- **YOUR ASSIGNMENT**:
Your job is to write out each record exactly, leaving none out.

------------------------------------------------

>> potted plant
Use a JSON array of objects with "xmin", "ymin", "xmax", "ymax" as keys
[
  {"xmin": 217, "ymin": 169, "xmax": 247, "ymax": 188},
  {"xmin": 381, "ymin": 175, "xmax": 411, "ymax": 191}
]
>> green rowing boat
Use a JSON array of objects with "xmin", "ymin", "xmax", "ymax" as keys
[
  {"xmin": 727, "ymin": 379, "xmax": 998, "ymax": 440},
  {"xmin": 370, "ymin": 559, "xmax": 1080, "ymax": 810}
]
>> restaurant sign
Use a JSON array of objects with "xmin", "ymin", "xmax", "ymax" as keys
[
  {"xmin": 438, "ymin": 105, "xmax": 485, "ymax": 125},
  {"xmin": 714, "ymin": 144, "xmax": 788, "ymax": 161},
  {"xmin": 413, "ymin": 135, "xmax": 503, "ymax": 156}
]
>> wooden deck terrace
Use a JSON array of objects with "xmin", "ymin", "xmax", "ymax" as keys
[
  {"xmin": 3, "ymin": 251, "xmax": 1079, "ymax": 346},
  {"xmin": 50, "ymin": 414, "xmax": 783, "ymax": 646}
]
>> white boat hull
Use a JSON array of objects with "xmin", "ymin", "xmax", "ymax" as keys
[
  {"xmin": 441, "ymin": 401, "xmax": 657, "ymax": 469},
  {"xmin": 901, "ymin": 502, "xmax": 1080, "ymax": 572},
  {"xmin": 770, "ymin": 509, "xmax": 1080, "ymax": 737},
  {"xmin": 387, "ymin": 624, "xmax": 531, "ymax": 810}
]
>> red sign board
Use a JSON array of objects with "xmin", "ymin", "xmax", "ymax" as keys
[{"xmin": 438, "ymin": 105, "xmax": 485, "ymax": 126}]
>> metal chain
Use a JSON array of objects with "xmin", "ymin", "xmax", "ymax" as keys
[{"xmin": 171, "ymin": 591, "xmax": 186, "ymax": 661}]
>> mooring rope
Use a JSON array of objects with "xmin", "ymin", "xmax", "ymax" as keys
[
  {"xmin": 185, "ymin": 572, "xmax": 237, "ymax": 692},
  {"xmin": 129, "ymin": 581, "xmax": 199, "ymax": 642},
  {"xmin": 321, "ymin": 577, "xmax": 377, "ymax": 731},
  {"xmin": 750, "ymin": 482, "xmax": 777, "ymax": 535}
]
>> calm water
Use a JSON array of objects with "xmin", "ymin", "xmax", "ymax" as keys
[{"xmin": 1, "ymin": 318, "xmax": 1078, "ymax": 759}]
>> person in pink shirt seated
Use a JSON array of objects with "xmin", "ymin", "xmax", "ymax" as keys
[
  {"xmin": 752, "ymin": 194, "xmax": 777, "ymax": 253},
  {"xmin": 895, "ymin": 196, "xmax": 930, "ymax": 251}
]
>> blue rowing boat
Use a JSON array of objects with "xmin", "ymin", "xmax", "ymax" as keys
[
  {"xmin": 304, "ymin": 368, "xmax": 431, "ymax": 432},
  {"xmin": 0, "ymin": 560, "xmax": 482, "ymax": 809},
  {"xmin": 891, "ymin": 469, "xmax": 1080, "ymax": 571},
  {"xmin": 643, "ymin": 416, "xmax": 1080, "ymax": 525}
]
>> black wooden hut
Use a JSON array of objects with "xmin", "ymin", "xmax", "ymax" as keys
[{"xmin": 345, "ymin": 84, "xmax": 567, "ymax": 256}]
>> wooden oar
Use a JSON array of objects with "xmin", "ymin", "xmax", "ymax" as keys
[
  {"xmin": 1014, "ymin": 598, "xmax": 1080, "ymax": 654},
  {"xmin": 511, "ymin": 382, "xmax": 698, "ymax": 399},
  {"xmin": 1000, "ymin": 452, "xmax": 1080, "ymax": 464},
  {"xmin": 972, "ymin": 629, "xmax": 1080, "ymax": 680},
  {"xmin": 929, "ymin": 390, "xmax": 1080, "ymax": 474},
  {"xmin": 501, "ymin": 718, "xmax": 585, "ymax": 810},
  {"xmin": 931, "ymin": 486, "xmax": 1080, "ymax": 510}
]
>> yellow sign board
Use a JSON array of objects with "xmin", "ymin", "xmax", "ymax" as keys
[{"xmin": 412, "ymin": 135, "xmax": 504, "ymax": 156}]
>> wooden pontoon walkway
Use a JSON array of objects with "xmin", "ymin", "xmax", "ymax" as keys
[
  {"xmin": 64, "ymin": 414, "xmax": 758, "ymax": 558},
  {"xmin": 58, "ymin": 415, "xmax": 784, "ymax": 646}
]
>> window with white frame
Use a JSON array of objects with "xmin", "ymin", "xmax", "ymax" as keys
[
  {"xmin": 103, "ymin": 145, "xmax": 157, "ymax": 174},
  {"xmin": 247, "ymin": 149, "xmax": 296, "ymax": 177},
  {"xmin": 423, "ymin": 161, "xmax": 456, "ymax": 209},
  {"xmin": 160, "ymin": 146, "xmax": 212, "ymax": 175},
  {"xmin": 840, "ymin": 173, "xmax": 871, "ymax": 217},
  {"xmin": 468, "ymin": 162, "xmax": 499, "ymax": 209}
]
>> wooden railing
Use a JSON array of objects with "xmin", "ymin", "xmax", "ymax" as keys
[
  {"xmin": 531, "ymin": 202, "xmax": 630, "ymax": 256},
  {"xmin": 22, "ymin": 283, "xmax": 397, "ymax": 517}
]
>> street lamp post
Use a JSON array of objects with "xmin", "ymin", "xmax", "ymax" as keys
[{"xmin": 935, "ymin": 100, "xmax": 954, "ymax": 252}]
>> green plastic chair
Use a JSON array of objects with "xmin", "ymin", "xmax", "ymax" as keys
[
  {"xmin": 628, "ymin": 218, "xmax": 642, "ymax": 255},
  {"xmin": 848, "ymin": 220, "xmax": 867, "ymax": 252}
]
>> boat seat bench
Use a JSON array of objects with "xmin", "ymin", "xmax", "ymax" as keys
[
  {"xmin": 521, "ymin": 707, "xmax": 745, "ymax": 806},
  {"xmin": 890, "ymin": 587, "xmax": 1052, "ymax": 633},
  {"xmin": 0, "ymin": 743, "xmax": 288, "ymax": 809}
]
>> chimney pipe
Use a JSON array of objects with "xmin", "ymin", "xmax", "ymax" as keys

------------------------------------------------

- **RESPONSE AREA**:
>> potted plant
Use a JSON array of objects with "xmin", "ymin", "xmax", "ymax" as keys
[
  {"xmin": 217, "ymin": 169, "xmax": 247, "ymax": 188},
  {"xmin": 381, "ymin": 175, "xmax": 411, "ymax": 191}
]
>> green rowing boat
Use a JSON array of objects with "xmin", "ymin", "xmax", "ymax" as keys
[
  {"xmin": 727, "ymin": 379, "xmax": 998, "ymax": 440},
  {"xmin": 370, "ymin": 559, "xmax": 1080, "ymax": 810}
]
>> restaurant sign
Use a JSON array of objects with "xmin", "ymin", "xmax", "ymax" as keys
[
  {"xmin": 438, "ymin": 105, "xmax": 485, "ymax": 125},
  {"xmin": 714, "ymin": 144, "xmax": 788, "ymax": 161},
  {"xmin": 413, "ymin": 135, "xmax": 503, "ymax": 156}
]
>> wooden deck terrace
Use a JSON array of objects with "xmin", "ymin", "xmax", "ymax" as keys
[
  {"xmin": 3, "ymin": 251, "xmax": 1079, "ymax": 346},
  {"xmin": 50, "ymin": 414, "xmax": 783, "ymax": 646}
]
>> white boat hull
Use a JSON array of objects with "xmin", "ymin", "xmax", "ymax" as keys
[
  {"xmin": 441, "ymin": 401, "xmax": 657, "ymax": 469},
  {"xmin": 901, "ymin": 502, "xmax": 1080, "ymax": 572},
  {"xmin": 770, "ymin": 509, "xmax": 1080, "ymax": 737},
  {"xmin": 387, "ymin": 624, "xmax": 531, "ymax": 810}
]
>> red sign board
Use a JSON array of objects with "xmin", "ymin", "xmax", "ymax" as keys
[{"xmin": 438, "ymin": 105, "xmax": 485, "ymax": 126}]
>> metal chain
Use a JSON array of objects with "xmin", "ymin", "xmax", "ymax" as keys
[{"xmin": 171, "ymin": 591, "xmax": 186, "ymax": 661}]
>> mooring rope
Use a JSON array of objects with "xmin", "ymin", "xmax", "ymax" as keys
[
  {"xmin": 185, "ymin": 572, "xmax": 237, "ymax": 692},
  {"xmin": 129, "ymin": 581, "xmax": 199, "ymax": 642},
  {"xmin": 321, "ymin": 577, "xmax": 377, "ymax": 731},
  {"xmin": 750, "ymin": 482, "xmax": 777, "ymax": 535}
]
>> calm water
Use a JSON array of objects with "xmin", "ymin", "xmax", "ymax" as keys
[{"xmin": 1, "ymin": 318, "xmax": 1078, "ymax": 759}]
>> person in pink shirt seated
Use a JSON array of objects with "xmin", "ymin", "xmax", "ymax" as keys
[
  {"xmin": 752, "ymin": 194, "xmax": 777, "ymax": 253},
  {"xmin": 895, "ymin": 196, "xmax": 930, "ymax": 251}
]
>> blue rowing boat
Use a JSON array of objects with "xmin", "ymin", "xmax", "ymax" as keys
[
  {"xmin": 304, "ymin": 368, "xmax": 431, "ymax": 432},
  {"xmin": 0, "ymin": 560, "xmax": 482, "ymax": 809},
  {"xmin": 891, "ymin": 469, "xmax": 1080, "ymax": 571},
  {"xmin": 643, "ymin": 416, "xmax": 1080, "ymax": 525}
]
>> black wooden hut
Use a JSON array of objects with "xmin", "ymin", "xmax", "ymax" as keys
[{"xmin": 345, "ymin": 84, "xmax": 567, "ymax": 256}]
>> wooden oar
Use a JSON array of objects with "xmin", "ymin", "xmax", "ymax" as keys
[
  {"xmin": 1014, "ymin": 598, "xmax": 1080, "ymax": 654},
  {"xmin": 511, "ymin": 382, "xmax": 698, "ymax": 399},
  {"xmin": 1000, "ymin": 452, "xmax": 1080, "ymax": 464},
  {"xmin": 972, "ymin": 629, "xmax": 1080, "ymax": 680},
  {"xmin": 929, "ymin": 390, "xmax": 1080, "ymax": 474},
  {"xmin": 501, "ymin": 718, "xmax": 585, "ymax": 810},
  {"xmin": 931, "ymin": 486, "xmax": 1080, "ymax": 510}
]
>> yellow sign board
Use a JSON array of objects with "xmin", "ymin", "xmax", "ymax" as keys
[{"xmin": 412, "ymin": 135, "xmax": 504, "ymax": 156}]
>> wooden pontoon walkway
Use a JSON array of objects with "xmin", "ymin", "xmax", "ymax" as keys
[
  {"xmin": 64, "ymin": 414, "xmax": 758, "ymax": 558},
  {"xmin": 58, "ymin": 415, "xmax": 784, "ymax": 646}
]
>> window with white frame
Use a JSON array of objects with "xmin", "ymin", "xmax", "ymax" as keys
[
  {"xmin": 103, "ymin": 145, "xmax": 157, "ymax": 174},
  {"xmin": 247, "ymin": 149, "xmax": 296, "ymax": 177},
  {"xmin": 423, "ymin": 161, "xmax": 456, "ymax": 209},
  {"xmin": 160, "ymin": 146, "xmax": 212, "ymax": 175},
  {"xmin": 840, "ymin": 173, "xmax": 871, "ymax": 217},
  {"xmin": 468, "ymin": 162, "xmax": 499, "ymax": 209}
]
>> wooden railing
Use a JSON array of objects with "xmin", "ymin", "xmax", "ymax" as keys
[
  {"xmin": 531, "ymin": 202, "xmax": 630, "ymax": 256},
  {"xmin": 22, "ymin": 283, "xmax": 397, "ymax": 517}
]
>> street lamp post
Use a JSON array of objects with "xmin", "ymin", "xmax", "ymax" as keys
[{"xmin": 935, "ymin": 100, "xmax": 954, "ymax": 252}]
>> green plastic chair
Use a JSON array of objects with "xmin", "ymin", "xmax", "ymax" as keys
[
  {"xmin": 628, "ymin": 218, "xmax": 642, "ymax": 255},
  {"xmin": 848, "ymin": 220, "xmax": 867, "ymax": 252}
]
>> boat seat bench
Use a JSON array of objects with "xmin", "ymin", "xmax", "ymax" as keys
[
  {"xmin": 521, "ymin": 707, "xmax": 745, "ymax": 806},
  {"xmin": 890, "ymin": 587, "xmax": 1052, "ymax": 633},
  {"xmin": 0, "ymin": 743, "xmax": 288, "ymax": 809}
]
>> chimney pipe
Use a JSON array of objects with "xmin", "ymin", "xmax", "ymax" as keys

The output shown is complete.